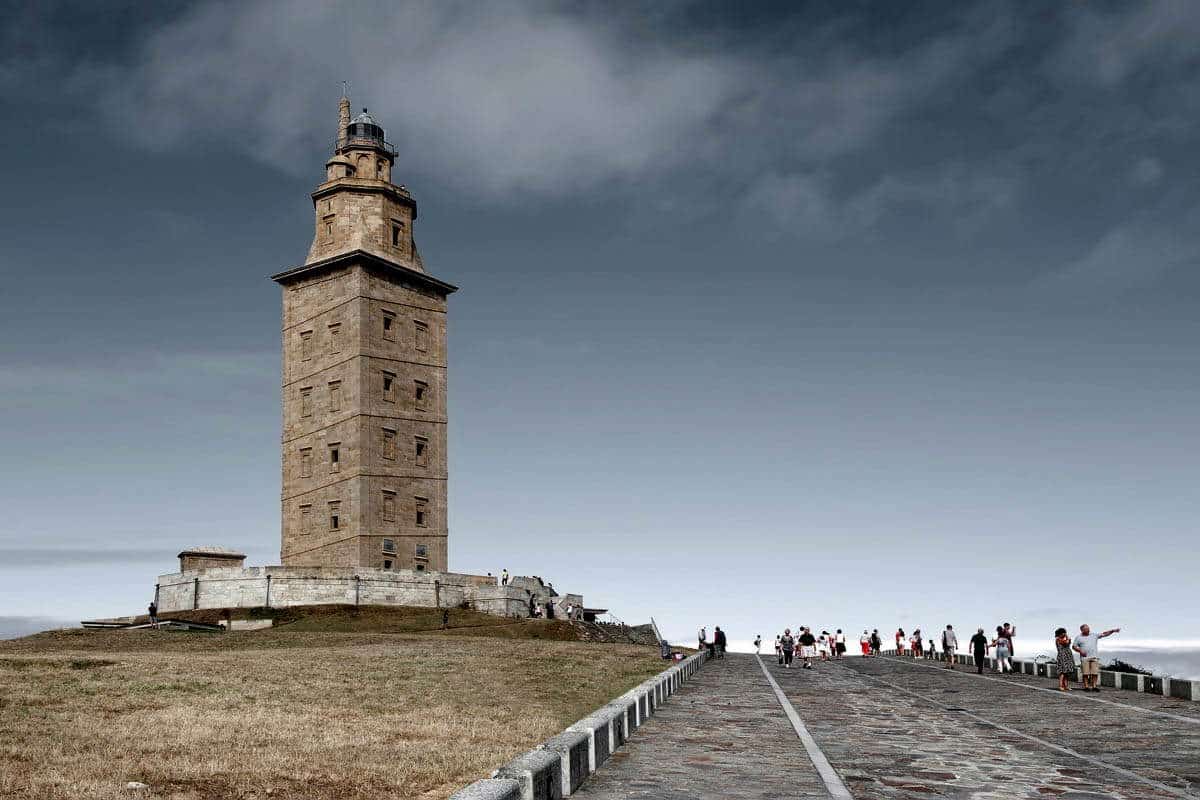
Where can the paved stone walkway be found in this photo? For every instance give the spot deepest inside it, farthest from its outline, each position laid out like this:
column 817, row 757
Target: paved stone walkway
column 723, row 735
column 905, row 731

+===+

▶ **Request**:
Turn all the data above into a Markdown table with the columns "No." and "Data line," giving each line its own numbered row and skipping blank lines. Leave the pictures out.

▶ **Problem solution**:
| No. | Data line |
|---|---|
| 1 | Where can the paved stone walkway be found in this photo? For every instance give the spot deepest inside it, farthest from its outline, each position laid out like this: |
| 2 | column 817, row 757 |
| 3 | Target: paved stone walkway |
| 4 | column 723, row 735 |
| 5 | column 905, row 731 |